*DATA EXCERPTS*.
☆ ☆ ☆ ☆ ☆

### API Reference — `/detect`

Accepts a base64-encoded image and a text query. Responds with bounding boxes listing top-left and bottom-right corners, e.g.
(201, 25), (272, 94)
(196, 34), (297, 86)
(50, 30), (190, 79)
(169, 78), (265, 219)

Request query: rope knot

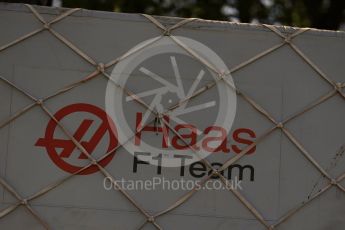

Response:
(21, 199), (28, 205)
(217, 72), (225, 81)
(148, 216), (155, 222)
(43, 23), (50, 30)
(36, 98), (43, 105)
(213, 169), (220, 176)
(163, 29), (171, 36)
(284, 37), (291, 43)
(277, 122), (284, 128)
(335, 82), (343, 90)
(97, 63), (105, 72)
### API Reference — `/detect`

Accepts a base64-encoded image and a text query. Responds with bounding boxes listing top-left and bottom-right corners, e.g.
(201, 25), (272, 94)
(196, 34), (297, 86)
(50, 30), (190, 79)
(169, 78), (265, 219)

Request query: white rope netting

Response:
(0, 4), (344, 230)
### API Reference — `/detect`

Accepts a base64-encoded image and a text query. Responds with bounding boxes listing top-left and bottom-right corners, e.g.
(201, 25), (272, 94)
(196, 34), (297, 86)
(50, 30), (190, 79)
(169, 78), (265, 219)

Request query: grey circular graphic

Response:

☆ ☆ ☆ ☆ ☆

*PROMPT*. Each line from the first line of the entries up to and including the line containing "Request query: rope knot" should be transcribed exactly, with all other lines left out.

*EXERCISE OUTPUT*.
### API Reference — `/detect`

Accepts a base64-encoded image and a text query. Responds with bounding boxes listing top-left and bottom-right corners, e.g.
(201, 25), (272, 94)
(196, 34), (297, 86)
(50, 30), (190, 79)
(169, 78), (265, 219)

Request query: rope knot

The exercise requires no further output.